- Records to process -
-*-*-
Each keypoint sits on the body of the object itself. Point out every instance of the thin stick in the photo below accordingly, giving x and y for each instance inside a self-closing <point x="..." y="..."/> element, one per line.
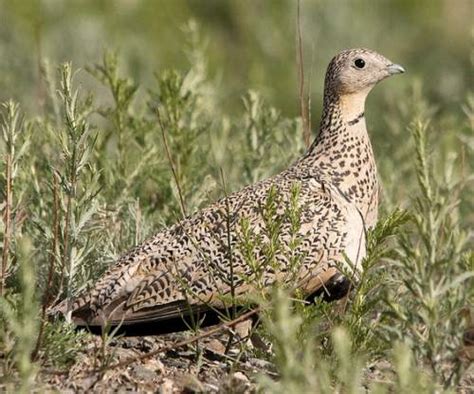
<point x="303" y="100"/>
<point x="173" y="169"/>
<point x="6" y="220"/>
<point x="54" y="244"/>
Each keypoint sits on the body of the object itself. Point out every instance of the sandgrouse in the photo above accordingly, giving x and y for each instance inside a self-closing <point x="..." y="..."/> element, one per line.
<point x="187" y="268"/>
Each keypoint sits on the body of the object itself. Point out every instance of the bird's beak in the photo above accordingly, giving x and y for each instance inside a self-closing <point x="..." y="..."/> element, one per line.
<point x="395" y="69"/>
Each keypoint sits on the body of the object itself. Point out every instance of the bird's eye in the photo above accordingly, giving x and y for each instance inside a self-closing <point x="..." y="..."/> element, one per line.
<point x="359" y="63"/>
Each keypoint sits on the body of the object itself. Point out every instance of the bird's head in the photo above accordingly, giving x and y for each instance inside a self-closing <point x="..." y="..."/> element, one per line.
<point x="357" y="71"/>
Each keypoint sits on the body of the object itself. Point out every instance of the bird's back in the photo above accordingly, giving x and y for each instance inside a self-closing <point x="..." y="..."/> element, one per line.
<point x="198" y="263"/>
-*-*-
- Exercise prompt -
Please retype every record shown above, exactly as written, but without pictures.

- Exercise output -
Each keypoint sits on the body of the object itself. Point out every instance of the thin stick in the photo below accordingly, giving x and y for each instance inside a self-closing <point x="..." y="..."/> element, one per line.
<point x="303" y="100"/>
<point x="173" y="169"/>
<point x="6" y="220"/>
<point x="54" y="244"/>
Each keypoint sits on the body of the object itself. Point out every instance of the sandgrouse in the photo above accordingly, giving x and y for each instance inside a self-closing <point x="..." y="..."/> element, one per line.
<point x="187" y="268"/>
Each keypoint sits on the body of the object itself. Point out every instance of the bird's beak in the photo above accordingly, giving x and y for each instance inside a self-closing <point x="..." y="..."/> element, one per line.
<point x="395" y="69"/>
Each keypoint sits on the body of the object itself. Point out every instance of the bird's eye in the photo above accordingly, giving x and y for each instance inside a self-closing <point x="..." y="..."/> element, one per line.
<point x="359" y="63"/>
Each keypoint sits on the body of the object itself. Point out every instance of the bird's head in the photo above accordingly, giving x and y for each instance inside a self-closing <point x="..." y="..."/> element, one per line.
<point x="357" y="71"/>
Each keypoint sits on the body of the object itself. Point out every instance of the bird's back in the photo above accordingly, giving x and y for each instance inside a self-closing <point x="..." y="..."/> element, one per line.
<point x="198" y="263"/>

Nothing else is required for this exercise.